▸ Texte source:
##########
Plus tard, vint la folie des BD : de Gotlib à Marvel.


Et puis l’adolescence… pendant cette période, mes hormones me forcèrent à oublier la lecture, en dehors des magazines d’actualité, de l'Equipe et de Rock’n Folk. Mais la critique musicale est heureusement lieu de refuge de l’exigence littéraire. Et il arrive souvent aux commentateurs sportifs de se lâcher.


 

De temps en temps, je feuilletais encore les ouvrages de la  bibliothèque familiale A quatorze ans, je n’avais aucune culture littéraire classique, mais je savais expliquer les théories de Charles Fourier, de Proudhon, et je savais qui étaient les « Tupamaros ».


 

J’étais en Seconde quand le premier déclic survint : la lecture du Grand Meaulnes. Je garde  le sentiment d’avoir goûté à la puissance onirique de la littérature. Et le désir d’y retoucher ne m’a jamais quitté.


 

Puis je fus reçu dans une hypokhâgne de province. La principale tâche était de lire, à foison. Et depuis lors, je n’ai plus vécu sans avoir un livre ouvert. Quand je finis un livre le soir, je le range, et lis une page du suivant avant de me coucher. Pour ne pas interrompre le fil de cette "vie parallèle" qui s’offre à moi.
##########
[Lignes de données]
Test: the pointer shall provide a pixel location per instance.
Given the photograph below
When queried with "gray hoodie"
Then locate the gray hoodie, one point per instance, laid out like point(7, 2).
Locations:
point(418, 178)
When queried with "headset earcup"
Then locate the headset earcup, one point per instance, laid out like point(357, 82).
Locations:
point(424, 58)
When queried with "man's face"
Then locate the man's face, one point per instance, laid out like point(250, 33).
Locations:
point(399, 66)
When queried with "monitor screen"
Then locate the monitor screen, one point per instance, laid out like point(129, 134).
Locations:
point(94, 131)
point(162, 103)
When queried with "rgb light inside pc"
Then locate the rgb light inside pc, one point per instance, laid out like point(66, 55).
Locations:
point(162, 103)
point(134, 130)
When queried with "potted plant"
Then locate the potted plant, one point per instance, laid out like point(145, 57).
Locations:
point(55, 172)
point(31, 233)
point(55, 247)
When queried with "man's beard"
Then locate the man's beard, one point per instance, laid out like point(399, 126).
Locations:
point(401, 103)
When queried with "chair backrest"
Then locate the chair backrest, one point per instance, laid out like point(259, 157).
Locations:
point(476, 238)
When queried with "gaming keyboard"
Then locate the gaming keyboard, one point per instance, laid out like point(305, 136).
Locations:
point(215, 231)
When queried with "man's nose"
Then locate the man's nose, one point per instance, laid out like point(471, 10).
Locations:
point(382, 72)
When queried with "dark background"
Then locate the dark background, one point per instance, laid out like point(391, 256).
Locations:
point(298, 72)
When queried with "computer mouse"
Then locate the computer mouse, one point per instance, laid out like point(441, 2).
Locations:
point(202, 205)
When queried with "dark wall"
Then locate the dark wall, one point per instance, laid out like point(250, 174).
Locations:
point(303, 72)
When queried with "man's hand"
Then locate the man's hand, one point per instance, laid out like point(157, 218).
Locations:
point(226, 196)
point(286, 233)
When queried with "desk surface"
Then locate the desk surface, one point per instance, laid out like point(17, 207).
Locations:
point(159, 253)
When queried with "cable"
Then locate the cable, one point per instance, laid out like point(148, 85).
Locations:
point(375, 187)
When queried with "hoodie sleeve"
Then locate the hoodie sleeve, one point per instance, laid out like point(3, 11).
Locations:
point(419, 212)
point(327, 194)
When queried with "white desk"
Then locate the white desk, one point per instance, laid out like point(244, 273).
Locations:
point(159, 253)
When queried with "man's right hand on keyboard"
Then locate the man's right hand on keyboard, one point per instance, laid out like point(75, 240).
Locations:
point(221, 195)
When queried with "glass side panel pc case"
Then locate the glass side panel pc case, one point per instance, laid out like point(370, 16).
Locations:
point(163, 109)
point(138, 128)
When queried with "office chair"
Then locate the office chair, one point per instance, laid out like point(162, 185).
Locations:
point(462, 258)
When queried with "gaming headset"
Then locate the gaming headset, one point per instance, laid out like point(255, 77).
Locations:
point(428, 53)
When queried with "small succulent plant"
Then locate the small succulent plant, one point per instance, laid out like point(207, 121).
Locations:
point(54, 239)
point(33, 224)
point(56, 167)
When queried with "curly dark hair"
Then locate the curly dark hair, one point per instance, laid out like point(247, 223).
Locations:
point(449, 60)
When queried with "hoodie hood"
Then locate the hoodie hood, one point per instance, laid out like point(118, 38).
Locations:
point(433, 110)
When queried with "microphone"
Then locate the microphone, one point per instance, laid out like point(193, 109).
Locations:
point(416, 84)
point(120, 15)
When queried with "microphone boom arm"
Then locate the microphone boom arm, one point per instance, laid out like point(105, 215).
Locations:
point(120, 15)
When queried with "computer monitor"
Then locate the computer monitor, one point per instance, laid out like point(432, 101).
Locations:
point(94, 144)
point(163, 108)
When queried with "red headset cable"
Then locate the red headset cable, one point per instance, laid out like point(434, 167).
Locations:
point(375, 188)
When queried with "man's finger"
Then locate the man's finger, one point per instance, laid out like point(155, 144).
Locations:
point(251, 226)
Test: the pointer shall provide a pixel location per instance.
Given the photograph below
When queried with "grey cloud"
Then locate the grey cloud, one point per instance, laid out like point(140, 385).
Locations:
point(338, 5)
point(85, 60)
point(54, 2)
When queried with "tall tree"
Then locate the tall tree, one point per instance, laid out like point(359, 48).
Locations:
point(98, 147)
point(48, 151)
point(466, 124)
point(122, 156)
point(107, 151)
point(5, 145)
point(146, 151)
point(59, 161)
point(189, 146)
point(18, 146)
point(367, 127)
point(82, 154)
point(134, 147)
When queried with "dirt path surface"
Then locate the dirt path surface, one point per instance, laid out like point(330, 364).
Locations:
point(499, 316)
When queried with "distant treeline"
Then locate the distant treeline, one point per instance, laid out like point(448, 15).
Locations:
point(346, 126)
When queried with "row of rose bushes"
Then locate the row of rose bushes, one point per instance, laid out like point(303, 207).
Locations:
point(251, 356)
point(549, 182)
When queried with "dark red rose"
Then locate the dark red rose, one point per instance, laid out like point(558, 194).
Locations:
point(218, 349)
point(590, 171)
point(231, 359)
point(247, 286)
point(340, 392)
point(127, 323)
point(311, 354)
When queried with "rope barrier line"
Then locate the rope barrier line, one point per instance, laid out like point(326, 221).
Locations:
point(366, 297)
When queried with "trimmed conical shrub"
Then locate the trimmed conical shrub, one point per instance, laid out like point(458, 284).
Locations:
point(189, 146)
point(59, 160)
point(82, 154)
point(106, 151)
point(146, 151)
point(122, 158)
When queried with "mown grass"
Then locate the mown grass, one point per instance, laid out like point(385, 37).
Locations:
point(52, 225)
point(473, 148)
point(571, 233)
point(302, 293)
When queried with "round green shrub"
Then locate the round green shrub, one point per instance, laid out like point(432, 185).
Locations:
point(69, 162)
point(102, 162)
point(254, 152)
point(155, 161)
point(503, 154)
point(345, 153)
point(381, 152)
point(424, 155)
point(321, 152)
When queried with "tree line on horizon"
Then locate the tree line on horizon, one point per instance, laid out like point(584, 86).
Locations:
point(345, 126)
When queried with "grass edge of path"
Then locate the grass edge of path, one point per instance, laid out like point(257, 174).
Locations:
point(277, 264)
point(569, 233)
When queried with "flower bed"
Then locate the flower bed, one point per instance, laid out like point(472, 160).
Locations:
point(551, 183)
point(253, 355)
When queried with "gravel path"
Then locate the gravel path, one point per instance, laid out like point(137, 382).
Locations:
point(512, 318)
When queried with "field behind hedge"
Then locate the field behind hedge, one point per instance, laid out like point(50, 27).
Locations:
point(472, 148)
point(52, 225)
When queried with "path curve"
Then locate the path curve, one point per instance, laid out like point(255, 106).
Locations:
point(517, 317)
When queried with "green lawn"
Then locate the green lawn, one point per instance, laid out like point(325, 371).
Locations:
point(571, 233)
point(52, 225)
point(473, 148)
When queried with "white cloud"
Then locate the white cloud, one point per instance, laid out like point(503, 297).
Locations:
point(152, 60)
##########
▸ Tâches à réaliser:
**a)** Selon le texte source, pour quelle raison lit-on une page du livre suivant avant de se coucher, une fois un livre terminé le soir ? Répondez en une à trois phrases.
**b)** Reproduisez fidèlement, dans le texte source, le passage allant de « Plus tard, vint » jusqu'à « de se lâcher. ».

▸ Résultats obtenus:
**a)** Cette page est lue pour ne pas interrompre le fil de la « vie parallèle » que la lecture offre.

**b)**
Plus tard, vint la folie des BD : de Gotlib à Marvel.


Et puis l’adolescence… pendant cette période, mes hormones me forcèrent à oublier la lecture, en dehors des magazines d’actualité, de l'Equipe et de Rock’n Folk. Mais la critique musicale est heureusement lieu de refuge de l’exigence littéraire. Et il arrive souvent aux commentateurs sportifs de se lâcher.